------ Document extract ------

Stone, who admitted she’s “loved musicals” since she saw Les Mis at the age of 8, echoed those sentiments, describing how the old-fashioned romance of La La Land—inspired by films like 8½, The Umbrellas of Cherbourg, and Singin’ in the Rain—is a welcome antidote to the cynicism plaguing the world.
“What I would hope young people would take away from it is, I don’t know if you remember when Conan O’Brien left his show… but he made a speech at the end of it, and he said ‘to let go of cynicism’ and that ‘cynicism was the ugliest quality’ to him,” said Stone. “And I think something about Damien and what Damien created, and the hopefulness and the joy and the beauty of this medium but also this story… this movie is in no way cynical. It’s about dreaming, and hoping, and working toward something to achieve something, and I think young people have fallen into a lot of cynicism, and making fun of things, and pointing out the flaws in everything, and this movie is anything but that. So it’s a huge joy to be a part of it and show it to young people. This is what I hope young people will do—work hard to achieve their dreams and hope, instead of be cynical.”
Chazelle confessed that he’d written the film—and most of the music was completed—before Whiplash, and that the film had been gestating in his mind for quite some time, inspired by the “loneliness” of life as an L.A. transplant. “The idea of this movie in terms of L.A. was to build from all the clichés that we make fun of about L.A.—the traffic, the terrible parties, the celebrity culture, the shallowness—but then try to maybe build from that to an actual love letter, to try to see what is beautiful underneath the surface,” he said.
Of course, this is the third collaboration between the chemistry-rich onscreen duo of Stone and Gosling—after their GIF-worthy Dirty Dancing routine in Crazy, Stupid, Love and the disappointing period saga Gangster Squad—and it seems they’re showing no signs of slowing down.
“To work with Ryan again, who is my buddy, it’s wonderful to get to work with someone you know and trust so much as an actor and as a human being. So it was great,” said Stone.
“I knew he could sing and dance, but we had to learn to ballroom dance together,” she added. “Once you’ve learned to ballroom dance with somebody, I mean, you’ve learned everything you need to know. If you want to get to know someone, take some ballroom dancing classes with them. He’s very good at leading.”

------

- [Aim A]: In the La La Land article, how old was Stone when she saw Les Mis?

------ Extracted records ------

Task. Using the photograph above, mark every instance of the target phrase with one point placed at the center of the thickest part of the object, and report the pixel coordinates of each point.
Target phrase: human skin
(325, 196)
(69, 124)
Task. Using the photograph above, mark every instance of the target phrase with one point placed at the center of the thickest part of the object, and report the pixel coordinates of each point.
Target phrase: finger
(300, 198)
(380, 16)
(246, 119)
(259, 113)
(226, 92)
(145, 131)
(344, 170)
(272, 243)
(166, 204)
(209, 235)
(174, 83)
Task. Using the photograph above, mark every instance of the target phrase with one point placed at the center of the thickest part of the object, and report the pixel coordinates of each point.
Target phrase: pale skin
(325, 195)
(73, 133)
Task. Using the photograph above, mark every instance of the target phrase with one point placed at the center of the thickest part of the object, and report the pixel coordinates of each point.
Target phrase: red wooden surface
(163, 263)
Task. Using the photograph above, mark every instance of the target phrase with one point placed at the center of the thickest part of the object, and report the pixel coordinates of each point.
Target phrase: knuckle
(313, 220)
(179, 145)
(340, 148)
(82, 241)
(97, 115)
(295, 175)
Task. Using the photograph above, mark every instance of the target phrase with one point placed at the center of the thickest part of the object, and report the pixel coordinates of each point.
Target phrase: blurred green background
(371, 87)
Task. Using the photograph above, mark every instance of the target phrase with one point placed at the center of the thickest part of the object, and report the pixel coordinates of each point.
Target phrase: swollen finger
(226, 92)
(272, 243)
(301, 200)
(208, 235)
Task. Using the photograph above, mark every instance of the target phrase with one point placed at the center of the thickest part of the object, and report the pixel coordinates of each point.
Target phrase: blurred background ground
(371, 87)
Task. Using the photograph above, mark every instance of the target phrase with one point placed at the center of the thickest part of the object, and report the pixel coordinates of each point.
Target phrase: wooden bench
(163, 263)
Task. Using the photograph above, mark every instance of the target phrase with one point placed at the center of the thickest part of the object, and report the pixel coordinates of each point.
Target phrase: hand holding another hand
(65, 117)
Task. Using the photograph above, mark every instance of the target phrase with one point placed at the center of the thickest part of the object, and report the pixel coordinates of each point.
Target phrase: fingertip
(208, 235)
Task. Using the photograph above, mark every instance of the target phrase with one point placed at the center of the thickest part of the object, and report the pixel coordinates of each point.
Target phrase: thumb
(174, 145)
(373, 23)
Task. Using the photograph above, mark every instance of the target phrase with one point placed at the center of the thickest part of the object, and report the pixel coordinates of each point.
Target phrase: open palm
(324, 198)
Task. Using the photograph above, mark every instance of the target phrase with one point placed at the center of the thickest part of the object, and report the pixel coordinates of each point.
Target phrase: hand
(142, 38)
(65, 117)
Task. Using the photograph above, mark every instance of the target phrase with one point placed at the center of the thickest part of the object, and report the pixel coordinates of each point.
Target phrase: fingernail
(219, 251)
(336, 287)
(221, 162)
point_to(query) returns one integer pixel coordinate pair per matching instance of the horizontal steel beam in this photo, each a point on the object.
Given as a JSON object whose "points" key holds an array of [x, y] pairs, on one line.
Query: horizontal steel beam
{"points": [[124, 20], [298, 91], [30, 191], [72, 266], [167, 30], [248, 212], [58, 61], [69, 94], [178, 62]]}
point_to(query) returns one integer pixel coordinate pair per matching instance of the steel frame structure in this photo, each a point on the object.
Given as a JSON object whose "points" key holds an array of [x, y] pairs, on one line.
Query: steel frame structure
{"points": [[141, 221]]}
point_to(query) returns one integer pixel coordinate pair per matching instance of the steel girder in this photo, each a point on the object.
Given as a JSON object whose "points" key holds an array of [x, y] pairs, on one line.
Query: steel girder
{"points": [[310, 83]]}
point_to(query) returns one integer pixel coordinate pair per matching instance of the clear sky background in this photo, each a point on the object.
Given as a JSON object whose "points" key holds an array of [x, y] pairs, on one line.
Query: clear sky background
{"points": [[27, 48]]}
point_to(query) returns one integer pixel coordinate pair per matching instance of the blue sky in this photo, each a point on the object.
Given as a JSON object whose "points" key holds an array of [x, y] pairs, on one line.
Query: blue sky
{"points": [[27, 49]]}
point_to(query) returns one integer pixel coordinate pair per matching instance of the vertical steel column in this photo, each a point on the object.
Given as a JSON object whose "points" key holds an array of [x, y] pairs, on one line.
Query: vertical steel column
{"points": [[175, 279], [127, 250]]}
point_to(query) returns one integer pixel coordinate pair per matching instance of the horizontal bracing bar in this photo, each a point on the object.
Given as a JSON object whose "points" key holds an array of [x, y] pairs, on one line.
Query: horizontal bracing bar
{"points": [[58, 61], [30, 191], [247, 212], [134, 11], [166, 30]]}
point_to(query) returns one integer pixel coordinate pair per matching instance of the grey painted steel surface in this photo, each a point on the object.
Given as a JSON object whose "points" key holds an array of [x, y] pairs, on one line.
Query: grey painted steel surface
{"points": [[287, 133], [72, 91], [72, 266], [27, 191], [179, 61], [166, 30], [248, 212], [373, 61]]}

------

- [Aim B]: Show every line of the rows above that contains the string "wooden". Case counts.

- [Output A]: She was 8.

- [Output B]:
Target phrase: red wooden surface
Target phrase: wooden bench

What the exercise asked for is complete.